Source records:
·····

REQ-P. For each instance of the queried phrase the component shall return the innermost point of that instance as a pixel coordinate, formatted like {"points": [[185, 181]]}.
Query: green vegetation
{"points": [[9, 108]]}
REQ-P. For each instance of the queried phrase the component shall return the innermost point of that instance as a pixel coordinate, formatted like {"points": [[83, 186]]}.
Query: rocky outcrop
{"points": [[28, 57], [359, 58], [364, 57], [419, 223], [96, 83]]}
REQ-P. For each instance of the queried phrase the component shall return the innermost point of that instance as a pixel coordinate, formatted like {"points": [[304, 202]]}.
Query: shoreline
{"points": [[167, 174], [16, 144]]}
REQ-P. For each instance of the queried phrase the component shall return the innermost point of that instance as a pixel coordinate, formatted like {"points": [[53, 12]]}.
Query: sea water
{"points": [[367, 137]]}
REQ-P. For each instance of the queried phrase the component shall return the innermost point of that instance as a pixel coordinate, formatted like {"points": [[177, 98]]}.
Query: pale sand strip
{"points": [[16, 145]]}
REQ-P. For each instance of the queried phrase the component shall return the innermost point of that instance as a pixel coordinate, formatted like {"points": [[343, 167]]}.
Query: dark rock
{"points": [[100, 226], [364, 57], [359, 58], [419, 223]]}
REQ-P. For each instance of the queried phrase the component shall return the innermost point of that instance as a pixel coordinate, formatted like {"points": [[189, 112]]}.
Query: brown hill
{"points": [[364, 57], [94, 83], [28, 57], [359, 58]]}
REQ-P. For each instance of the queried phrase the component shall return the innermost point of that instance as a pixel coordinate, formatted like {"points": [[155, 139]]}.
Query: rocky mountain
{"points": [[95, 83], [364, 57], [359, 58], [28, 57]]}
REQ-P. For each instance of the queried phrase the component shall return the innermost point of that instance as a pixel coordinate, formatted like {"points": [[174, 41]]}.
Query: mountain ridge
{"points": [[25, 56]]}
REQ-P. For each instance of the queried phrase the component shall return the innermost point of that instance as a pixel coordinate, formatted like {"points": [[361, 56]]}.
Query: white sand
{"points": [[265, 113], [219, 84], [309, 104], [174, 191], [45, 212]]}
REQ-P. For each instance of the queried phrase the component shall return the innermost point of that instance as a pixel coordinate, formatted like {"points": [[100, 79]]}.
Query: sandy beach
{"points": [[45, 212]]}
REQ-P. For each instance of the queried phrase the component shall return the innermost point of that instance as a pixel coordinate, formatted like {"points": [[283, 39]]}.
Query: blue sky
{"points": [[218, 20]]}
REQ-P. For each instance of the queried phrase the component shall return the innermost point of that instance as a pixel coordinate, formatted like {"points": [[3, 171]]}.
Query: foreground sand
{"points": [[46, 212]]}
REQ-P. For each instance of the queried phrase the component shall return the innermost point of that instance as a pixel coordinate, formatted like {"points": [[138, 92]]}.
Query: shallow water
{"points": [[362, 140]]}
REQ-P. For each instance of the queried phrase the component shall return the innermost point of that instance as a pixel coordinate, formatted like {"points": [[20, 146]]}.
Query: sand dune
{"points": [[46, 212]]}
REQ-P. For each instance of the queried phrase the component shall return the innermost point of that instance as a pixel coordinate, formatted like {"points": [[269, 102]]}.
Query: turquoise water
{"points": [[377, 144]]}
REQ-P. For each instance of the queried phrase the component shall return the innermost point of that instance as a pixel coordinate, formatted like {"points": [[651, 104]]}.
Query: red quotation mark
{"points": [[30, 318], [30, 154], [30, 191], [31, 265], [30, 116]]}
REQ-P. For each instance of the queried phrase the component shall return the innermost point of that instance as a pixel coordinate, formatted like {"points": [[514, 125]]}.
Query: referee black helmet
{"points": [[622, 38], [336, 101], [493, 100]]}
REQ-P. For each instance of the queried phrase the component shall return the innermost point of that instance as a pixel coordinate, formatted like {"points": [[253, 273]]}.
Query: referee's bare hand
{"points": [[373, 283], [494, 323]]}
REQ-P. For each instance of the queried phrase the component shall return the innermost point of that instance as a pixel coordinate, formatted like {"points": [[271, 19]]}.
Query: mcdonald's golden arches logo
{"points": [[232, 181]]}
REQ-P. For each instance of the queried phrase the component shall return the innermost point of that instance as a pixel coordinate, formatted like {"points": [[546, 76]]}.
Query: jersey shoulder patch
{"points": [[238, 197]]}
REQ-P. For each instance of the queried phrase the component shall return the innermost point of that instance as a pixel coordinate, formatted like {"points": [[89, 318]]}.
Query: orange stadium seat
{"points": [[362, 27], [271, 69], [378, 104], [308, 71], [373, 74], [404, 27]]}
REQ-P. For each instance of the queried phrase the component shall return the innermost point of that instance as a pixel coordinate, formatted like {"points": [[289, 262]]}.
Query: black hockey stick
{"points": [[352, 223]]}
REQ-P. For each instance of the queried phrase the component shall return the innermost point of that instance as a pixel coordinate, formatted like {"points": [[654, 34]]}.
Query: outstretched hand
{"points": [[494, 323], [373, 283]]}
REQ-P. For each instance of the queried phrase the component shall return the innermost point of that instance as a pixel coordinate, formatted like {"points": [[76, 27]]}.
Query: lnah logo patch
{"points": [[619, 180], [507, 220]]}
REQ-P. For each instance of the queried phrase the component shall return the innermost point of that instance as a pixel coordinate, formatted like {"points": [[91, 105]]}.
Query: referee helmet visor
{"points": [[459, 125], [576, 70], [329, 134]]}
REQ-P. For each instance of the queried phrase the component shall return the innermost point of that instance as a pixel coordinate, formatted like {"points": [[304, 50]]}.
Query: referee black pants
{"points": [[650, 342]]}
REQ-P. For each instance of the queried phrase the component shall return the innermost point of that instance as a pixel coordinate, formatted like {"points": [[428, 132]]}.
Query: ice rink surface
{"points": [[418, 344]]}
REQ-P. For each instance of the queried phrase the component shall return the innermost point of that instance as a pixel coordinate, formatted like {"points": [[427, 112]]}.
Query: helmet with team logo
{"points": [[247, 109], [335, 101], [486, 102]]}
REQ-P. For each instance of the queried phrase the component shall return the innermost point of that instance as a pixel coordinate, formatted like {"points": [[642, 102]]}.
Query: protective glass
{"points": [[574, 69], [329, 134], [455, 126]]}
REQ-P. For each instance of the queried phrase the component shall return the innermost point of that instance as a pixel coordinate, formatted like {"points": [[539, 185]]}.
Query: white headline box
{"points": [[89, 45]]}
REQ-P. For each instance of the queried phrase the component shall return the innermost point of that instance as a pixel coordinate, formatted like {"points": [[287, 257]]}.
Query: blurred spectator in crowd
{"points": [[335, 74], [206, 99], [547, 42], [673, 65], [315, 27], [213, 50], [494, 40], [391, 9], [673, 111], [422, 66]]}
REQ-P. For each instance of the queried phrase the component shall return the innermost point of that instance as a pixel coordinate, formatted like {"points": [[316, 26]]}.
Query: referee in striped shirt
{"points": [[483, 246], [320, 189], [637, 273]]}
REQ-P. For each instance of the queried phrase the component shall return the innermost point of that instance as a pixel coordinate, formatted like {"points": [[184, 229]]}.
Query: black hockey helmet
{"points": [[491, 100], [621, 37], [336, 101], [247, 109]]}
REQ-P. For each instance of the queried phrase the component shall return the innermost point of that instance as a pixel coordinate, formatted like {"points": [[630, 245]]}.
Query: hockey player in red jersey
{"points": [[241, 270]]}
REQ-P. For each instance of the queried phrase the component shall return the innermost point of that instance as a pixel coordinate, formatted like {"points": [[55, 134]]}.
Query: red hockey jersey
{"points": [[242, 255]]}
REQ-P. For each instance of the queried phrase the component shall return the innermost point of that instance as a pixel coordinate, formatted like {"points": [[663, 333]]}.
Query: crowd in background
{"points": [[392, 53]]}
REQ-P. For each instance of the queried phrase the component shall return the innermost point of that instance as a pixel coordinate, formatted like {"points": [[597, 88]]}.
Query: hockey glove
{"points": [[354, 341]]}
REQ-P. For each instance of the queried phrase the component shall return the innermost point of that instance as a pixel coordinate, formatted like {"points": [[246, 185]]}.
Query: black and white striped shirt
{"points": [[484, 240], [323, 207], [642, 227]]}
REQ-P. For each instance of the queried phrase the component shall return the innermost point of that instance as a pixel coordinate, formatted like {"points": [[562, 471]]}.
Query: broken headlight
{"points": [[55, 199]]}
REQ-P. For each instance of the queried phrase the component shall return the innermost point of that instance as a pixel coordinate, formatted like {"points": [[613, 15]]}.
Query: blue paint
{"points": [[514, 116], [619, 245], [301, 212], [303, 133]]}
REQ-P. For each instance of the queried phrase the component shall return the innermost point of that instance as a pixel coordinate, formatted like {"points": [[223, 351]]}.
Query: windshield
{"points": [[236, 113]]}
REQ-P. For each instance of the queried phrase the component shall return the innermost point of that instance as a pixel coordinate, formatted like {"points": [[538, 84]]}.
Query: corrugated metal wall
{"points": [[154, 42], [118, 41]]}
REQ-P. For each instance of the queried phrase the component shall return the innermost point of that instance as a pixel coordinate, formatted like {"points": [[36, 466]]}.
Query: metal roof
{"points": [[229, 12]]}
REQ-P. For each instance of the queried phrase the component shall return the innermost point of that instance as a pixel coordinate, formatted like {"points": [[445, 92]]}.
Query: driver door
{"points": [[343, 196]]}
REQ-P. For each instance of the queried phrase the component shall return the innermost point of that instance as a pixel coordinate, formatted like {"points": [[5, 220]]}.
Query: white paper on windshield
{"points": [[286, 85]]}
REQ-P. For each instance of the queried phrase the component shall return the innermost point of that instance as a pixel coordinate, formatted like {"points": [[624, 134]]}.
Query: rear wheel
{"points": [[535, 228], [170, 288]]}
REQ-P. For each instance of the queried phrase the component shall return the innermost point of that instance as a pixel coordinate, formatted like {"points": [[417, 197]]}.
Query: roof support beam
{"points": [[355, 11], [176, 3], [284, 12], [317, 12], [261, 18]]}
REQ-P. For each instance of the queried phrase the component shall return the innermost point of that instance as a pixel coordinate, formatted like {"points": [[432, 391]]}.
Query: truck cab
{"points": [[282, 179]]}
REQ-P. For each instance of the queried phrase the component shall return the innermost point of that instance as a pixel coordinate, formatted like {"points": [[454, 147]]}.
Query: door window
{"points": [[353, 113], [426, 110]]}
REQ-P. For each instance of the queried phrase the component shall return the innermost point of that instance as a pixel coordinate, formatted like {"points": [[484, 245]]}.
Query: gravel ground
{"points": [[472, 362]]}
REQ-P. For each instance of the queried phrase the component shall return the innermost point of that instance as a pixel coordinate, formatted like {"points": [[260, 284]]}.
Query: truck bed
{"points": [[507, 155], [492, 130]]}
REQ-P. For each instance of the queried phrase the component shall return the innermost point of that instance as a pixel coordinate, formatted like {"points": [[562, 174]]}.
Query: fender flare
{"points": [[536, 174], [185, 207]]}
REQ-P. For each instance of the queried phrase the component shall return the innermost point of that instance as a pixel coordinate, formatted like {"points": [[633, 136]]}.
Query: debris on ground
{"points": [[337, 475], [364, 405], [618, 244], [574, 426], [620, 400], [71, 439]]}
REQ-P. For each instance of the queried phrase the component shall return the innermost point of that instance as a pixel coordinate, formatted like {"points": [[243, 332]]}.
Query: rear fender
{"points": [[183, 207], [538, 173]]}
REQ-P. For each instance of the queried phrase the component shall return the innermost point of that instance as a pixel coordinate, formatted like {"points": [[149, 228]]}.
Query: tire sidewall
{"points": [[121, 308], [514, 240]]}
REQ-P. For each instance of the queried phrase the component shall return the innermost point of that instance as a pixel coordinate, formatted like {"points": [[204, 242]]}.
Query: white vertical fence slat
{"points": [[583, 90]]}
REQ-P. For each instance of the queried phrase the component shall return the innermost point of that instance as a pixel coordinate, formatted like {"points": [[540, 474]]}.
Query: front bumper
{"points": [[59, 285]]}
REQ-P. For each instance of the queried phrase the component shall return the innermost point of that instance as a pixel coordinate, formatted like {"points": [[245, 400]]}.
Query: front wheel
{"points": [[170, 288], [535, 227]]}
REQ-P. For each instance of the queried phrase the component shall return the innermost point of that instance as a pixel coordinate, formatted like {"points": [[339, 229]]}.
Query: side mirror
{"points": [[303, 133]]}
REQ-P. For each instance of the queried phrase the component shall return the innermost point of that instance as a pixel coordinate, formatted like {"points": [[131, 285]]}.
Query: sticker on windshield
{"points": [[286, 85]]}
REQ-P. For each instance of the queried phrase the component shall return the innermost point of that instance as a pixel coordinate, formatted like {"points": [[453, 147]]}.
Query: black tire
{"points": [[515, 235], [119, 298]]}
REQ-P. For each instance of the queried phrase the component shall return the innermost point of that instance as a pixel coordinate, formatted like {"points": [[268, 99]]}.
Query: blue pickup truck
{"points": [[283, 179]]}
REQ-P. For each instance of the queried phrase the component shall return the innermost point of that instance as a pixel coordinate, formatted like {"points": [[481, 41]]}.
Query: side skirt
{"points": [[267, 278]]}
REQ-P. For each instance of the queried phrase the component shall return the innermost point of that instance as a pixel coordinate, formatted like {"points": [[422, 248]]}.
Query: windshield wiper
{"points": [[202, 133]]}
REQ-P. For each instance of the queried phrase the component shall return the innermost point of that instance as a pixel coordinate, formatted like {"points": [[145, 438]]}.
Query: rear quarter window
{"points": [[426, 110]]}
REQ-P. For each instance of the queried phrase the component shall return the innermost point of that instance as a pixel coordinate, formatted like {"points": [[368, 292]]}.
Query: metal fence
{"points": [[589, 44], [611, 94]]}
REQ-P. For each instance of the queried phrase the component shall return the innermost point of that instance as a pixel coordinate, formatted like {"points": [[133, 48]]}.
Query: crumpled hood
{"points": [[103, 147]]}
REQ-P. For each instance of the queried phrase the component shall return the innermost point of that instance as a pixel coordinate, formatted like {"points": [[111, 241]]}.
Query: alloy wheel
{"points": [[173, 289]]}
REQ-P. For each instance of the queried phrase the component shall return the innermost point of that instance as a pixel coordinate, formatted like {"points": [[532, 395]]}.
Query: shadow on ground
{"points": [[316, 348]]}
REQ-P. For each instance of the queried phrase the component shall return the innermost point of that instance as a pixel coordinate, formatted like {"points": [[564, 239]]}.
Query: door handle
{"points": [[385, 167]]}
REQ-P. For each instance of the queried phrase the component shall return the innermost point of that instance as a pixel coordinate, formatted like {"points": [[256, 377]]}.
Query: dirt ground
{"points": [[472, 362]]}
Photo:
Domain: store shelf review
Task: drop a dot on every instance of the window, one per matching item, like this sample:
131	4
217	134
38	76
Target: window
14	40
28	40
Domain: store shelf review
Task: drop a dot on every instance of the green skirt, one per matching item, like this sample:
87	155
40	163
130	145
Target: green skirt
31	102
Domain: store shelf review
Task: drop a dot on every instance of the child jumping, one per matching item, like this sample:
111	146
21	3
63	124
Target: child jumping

·····

*Exercise requirements*
Output exactly the lines of the data that run from the one containing "Task: drop a dot on every instance of the child" to the very last line, and no others.

*Answer area*
Task: drop a dot on every instance of the child jumping, one per matching item, like this sample:
111	146
21	3
63	124
Target: child jumping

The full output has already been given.